Introduce a new bpf map type 'BPF_MAP_TYPE_PERF_EVENT_ARRAY'.
This map only stores the pointer to struct perf_event. The
user space event FDs from perf_event_open() syscall are converted
to the pointer to struct perf_event and stored in map.

Signed-off-by: Kaixu Xia <xiakaixu@huawei.com>
---
 include/linux/bpf.h        |  1 +
 include/linux/perf_event.h |  8 +++++++
 include/uapi/linux/bpf.h   |  1 +
 kernel/bpf/arraymap.c      | 57 ++++++++++++++++++++++++++++++++++++++++++++++
 kernel/events/core.c       | 25 ++++++++++++++++++++
 5 files changed, 92 insertions(+)

○ ○ ○ ○ ○ ○ ○

WRITTEN REQUEST 1: Reproduce the part of the BPF map patch from "Introduce a new" to "stored in map.".
WRITTEN REQUEST 2:
Answer the following from the BPF map patch:
(a) What is the name of the new map type it introduces?
(b) Which syscall supplies the user space event FDs?
(c) Which file receives 57 insertions?

○ ○ ○ ○ ○ ○ ○

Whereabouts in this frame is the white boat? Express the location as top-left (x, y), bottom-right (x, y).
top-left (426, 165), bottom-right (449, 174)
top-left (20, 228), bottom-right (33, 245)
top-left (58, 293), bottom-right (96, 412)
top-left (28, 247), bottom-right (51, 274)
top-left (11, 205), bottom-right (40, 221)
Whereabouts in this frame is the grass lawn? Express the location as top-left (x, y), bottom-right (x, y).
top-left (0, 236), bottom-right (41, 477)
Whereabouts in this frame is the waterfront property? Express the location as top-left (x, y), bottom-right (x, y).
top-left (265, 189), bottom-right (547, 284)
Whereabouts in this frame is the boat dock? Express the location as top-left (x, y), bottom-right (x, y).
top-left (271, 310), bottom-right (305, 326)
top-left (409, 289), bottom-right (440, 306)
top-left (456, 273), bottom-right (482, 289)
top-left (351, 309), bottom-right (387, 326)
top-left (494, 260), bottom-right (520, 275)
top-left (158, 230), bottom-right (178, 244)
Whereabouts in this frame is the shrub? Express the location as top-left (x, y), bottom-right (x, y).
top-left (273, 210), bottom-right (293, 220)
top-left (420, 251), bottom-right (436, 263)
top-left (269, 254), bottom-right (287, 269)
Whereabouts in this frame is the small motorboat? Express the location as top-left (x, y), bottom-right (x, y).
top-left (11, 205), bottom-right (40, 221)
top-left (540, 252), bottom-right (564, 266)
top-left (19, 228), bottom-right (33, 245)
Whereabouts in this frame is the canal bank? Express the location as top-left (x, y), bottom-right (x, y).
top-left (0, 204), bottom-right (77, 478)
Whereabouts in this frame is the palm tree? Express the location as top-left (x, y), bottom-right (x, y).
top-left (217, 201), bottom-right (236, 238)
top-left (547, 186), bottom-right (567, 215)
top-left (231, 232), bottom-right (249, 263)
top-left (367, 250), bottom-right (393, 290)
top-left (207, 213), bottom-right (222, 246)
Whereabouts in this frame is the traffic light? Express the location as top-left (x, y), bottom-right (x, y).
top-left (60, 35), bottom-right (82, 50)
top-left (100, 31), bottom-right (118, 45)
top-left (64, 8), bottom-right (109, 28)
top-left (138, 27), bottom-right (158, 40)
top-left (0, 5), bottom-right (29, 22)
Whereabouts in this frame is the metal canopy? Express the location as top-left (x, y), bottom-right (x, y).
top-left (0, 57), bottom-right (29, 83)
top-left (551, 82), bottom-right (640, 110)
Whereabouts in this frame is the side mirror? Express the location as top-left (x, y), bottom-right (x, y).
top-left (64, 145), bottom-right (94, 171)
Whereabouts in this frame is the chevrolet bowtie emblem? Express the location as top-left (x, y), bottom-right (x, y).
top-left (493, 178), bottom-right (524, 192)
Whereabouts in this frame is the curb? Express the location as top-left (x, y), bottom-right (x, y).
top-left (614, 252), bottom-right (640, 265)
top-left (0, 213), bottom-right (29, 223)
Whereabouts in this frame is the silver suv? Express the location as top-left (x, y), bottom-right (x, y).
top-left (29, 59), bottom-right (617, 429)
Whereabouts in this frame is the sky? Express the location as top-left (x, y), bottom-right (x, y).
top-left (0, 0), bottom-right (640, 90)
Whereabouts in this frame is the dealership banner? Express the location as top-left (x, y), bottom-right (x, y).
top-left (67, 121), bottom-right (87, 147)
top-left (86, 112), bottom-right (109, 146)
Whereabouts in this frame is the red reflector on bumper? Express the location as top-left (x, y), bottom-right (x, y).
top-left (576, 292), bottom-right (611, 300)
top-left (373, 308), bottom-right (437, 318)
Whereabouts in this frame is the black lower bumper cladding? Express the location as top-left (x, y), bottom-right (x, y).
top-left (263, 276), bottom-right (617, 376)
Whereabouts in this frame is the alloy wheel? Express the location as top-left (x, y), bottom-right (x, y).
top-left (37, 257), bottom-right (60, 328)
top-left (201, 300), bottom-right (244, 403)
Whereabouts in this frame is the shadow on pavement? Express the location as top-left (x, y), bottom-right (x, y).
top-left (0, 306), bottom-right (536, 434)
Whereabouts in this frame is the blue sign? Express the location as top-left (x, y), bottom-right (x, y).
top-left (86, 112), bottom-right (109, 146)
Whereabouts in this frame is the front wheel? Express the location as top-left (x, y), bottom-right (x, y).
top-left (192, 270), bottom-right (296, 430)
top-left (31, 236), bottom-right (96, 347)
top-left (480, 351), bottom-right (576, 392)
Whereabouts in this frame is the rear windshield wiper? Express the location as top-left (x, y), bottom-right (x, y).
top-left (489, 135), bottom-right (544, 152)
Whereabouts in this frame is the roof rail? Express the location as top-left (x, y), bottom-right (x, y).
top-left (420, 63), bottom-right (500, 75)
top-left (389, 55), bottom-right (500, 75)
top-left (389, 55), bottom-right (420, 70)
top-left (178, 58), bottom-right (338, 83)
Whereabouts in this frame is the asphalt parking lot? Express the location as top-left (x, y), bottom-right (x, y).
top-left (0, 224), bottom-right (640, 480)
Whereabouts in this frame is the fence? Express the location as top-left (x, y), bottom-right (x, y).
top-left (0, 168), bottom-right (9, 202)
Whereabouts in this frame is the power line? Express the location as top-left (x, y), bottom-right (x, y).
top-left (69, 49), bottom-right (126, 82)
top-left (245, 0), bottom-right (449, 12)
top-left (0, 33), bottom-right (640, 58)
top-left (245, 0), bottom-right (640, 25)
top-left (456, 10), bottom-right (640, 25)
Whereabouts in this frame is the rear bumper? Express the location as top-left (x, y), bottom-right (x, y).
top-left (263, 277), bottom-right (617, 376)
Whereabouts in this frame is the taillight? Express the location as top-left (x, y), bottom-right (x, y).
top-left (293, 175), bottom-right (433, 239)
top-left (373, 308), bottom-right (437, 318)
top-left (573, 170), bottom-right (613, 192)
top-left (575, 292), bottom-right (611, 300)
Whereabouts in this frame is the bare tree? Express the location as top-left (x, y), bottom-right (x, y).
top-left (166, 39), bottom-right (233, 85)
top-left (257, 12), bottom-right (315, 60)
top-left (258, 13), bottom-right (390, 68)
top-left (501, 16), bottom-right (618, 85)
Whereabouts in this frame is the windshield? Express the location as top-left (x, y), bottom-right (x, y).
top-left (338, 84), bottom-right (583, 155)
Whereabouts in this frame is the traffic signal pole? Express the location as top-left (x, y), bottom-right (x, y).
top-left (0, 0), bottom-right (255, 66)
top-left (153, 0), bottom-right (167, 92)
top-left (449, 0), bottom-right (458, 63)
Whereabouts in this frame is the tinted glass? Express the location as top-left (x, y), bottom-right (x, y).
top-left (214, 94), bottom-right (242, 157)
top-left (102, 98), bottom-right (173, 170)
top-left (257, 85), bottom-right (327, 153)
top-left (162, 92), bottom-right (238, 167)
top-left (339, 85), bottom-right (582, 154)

○ ○ ○ ○ ○ ○ ○

COMPLETE OUTPUT 1:
Introduce a new bpf map type 'BPF_MAP_TYPE_PERF_EVENT_ARRAY'.
This map only stores the pointer to struct perf_event. The
user space event FDs from perf_event_open() syscall are converted
to the pointer to struct perf_event and stored in map.

COMPLETE OUTPUT 2:
(a) BPF_MAP_TYPE_PERF_EVENT_ARRAY
(b) perf_event_open()
(c) kernel/bpf/arraymap.c